Natural language region descriptions:
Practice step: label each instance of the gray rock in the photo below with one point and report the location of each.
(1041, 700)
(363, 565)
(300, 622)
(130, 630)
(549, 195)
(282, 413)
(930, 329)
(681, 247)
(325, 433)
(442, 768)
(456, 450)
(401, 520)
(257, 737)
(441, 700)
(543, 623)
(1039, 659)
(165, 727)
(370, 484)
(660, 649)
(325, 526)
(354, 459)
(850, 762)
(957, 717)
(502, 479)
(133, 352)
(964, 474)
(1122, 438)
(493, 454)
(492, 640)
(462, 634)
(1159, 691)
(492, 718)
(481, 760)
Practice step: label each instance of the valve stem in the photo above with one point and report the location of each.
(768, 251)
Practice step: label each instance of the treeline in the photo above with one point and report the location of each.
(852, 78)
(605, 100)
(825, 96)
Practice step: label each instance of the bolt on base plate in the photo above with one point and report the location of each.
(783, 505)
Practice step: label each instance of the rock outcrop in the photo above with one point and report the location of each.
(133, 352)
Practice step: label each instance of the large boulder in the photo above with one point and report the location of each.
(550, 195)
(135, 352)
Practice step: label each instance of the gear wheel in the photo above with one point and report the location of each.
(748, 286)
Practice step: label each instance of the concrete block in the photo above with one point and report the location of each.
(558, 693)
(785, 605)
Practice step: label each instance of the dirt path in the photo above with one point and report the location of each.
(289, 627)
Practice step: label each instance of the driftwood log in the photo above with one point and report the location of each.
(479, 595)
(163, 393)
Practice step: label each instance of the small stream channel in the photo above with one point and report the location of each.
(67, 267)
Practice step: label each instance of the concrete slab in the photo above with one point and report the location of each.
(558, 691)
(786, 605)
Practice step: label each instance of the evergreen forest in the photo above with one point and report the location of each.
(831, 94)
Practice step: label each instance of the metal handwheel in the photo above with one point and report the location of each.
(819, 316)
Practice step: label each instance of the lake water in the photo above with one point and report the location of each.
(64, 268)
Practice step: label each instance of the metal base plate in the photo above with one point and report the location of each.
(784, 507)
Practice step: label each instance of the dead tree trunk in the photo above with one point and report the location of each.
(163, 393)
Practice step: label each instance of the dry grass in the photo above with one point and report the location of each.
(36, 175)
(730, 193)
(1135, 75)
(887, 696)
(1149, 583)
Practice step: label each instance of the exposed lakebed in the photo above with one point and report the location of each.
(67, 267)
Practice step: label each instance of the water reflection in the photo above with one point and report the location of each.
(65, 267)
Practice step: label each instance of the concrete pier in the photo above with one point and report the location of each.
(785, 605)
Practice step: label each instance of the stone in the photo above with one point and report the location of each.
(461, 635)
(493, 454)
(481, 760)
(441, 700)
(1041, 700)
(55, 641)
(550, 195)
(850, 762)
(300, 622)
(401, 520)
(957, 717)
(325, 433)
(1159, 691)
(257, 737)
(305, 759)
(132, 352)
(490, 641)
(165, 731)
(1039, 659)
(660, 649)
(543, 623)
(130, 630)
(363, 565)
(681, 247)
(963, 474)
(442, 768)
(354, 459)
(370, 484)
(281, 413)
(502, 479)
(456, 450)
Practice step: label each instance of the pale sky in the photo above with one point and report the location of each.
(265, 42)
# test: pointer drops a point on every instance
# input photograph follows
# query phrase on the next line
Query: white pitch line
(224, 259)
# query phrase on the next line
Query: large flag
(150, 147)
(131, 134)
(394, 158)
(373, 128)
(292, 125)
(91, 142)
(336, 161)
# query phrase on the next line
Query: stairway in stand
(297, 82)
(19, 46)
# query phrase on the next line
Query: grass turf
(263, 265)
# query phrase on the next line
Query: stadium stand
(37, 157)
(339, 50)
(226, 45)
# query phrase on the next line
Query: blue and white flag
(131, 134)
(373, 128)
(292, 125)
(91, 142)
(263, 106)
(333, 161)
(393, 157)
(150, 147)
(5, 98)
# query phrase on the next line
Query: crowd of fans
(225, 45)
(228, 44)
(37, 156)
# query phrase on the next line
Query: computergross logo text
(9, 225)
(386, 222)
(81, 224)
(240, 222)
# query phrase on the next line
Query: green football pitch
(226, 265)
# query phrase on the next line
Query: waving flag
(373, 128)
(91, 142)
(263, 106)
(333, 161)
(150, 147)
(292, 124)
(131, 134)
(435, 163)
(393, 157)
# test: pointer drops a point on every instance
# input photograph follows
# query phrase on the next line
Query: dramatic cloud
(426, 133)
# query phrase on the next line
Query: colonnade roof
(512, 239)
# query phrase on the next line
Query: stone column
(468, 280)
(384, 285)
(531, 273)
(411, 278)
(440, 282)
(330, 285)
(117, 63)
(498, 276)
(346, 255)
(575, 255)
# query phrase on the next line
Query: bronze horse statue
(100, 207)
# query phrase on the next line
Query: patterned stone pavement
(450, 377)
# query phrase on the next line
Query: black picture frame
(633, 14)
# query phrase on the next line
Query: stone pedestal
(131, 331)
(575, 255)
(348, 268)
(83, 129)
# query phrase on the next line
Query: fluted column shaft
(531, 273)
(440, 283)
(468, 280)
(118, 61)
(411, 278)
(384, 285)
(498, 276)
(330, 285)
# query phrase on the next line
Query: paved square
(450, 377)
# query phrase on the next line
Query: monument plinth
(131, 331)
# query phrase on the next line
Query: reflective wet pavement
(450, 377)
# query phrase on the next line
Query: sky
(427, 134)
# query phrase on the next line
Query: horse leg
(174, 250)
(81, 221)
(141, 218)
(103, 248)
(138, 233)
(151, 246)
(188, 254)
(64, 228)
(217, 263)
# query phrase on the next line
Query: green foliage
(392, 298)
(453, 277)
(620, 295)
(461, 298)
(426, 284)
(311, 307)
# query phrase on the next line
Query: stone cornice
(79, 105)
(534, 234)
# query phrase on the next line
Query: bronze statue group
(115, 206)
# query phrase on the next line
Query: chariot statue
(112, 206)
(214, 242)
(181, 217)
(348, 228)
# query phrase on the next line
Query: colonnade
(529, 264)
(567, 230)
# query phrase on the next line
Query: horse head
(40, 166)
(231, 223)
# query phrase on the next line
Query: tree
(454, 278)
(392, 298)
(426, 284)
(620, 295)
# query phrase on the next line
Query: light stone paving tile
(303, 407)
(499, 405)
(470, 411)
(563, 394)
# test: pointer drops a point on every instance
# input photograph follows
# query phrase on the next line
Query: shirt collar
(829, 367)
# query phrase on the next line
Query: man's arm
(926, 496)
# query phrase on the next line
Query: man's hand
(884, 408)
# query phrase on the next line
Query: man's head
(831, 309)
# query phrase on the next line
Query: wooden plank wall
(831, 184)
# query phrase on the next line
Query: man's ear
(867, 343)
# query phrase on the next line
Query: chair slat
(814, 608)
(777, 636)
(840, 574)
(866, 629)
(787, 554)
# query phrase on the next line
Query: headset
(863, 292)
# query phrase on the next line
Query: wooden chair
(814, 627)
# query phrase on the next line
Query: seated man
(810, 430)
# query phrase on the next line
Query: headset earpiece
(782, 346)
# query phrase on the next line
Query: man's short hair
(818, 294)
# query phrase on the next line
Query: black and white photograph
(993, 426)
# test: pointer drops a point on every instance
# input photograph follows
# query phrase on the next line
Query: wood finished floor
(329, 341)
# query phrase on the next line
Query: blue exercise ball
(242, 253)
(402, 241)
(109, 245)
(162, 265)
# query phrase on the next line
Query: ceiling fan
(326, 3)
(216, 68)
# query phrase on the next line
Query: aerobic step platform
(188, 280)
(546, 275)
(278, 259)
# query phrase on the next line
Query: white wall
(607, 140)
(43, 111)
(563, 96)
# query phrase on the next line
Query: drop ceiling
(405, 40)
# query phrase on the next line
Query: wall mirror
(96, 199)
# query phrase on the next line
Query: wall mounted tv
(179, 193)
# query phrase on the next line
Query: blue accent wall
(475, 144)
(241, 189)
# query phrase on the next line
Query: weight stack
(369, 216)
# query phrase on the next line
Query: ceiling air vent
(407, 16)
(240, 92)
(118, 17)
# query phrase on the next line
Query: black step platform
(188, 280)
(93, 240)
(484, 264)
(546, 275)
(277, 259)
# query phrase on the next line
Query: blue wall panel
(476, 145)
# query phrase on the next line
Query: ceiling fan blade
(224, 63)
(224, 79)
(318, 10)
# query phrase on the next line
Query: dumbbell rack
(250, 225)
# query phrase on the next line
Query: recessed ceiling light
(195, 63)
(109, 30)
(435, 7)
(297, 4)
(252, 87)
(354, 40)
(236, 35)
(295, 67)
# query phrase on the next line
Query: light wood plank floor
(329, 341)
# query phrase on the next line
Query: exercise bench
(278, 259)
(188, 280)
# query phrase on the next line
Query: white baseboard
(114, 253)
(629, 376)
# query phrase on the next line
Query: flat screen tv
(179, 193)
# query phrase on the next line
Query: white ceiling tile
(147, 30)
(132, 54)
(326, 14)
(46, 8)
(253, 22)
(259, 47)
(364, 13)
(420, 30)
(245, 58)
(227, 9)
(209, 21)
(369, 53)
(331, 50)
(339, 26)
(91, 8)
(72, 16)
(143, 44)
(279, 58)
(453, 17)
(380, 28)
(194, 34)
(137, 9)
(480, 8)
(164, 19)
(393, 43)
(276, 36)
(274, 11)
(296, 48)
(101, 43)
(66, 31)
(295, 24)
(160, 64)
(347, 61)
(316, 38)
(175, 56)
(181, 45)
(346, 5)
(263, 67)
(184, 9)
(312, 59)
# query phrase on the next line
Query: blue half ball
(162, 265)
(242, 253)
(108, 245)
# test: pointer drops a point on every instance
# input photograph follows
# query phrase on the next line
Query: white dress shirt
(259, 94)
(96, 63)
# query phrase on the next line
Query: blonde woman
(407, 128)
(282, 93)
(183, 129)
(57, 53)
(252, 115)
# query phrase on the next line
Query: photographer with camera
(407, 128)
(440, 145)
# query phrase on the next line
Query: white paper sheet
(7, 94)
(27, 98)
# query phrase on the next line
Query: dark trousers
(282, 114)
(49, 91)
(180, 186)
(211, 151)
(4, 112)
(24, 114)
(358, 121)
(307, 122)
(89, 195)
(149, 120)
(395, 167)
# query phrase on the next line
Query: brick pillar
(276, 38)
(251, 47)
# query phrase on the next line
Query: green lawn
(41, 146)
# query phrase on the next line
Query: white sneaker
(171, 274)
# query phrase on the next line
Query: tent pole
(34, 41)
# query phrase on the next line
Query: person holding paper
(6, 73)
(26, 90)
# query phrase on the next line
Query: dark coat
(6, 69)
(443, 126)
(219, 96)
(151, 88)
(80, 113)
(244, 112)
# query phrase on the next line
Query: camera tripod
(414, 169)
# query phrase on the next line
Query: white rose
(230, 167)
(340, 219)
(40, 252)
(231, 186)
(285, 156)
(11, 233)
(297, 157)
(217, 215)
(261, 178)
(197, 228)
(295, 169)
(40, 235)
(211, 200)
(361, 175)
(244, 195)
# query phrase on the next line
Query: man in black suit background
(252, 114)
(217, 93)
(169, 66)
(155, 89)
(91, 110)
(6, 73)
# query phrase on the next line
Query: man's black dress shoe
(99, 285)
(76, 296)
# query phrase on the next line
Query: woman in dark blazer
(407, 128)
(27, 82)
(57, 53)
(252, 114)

→ About this task: Please write out the lines that run from the one with "Query: photographer with camera" to the end of the records, both included, exactly as they appear.

→ Your response:
Query: photographer with camera
(407, 128)
(440, 145)
# query phrase on the next line
Query: white paper sheet
(7, 94)
(27, 98)
# query phrase on the next line
Query: dark trousers
(282, 114)
(49, 91)
(180, 186)
(211, 151)
(4, 112)
(24, 114)
(358, 121)
(307, 122)
(89, 195)
(149, 120)
(395, 167)
# query phrase on the next line
Query: brick pillar
(276, 38)
(251, 47)
# query phrase on the next line
Query: green lawn
(41, 146)
# query phrase on the next line
Query: white sneaker
(171, 274)
# query phrase on the next line
Query: tent pole
(34, 41)
# query phrase on the next line
Query: person holding paper
(6, 73)
(26, 90)
# query phrase on the next line
Query: dark coat
(6, 69)
(443, 126)
(219, 96)
(151, 88)
(80, 113)
(244, 112)
# query phrase on the next line
Query: camera tripod
(414, 169)
# query phrase on the next line
Query: white rose
(230, 167)
(340, 219)
(40, 252)
(231, 186)
(285, 156)
(11, 233)
(297, 157)
(217, 215)
(261, 178)
(197, 228)
(295, 169)
(40, 235)
(211, 200)
(361, 175)
(244, 195)
# query phrase on the next line
Query: man in black suit background
(252, 114)
(217, 93)
(169, 66)
(155, 89)
(91, 110)
(6, 73)
# query phrase on the next line
Query: man's black dress shoe
(99, 285)
(76, 296)
# query phrase on the next line
Query: woman in dark blazer
(407, 128)
(27, 82)
(57, 53)
(252, 114)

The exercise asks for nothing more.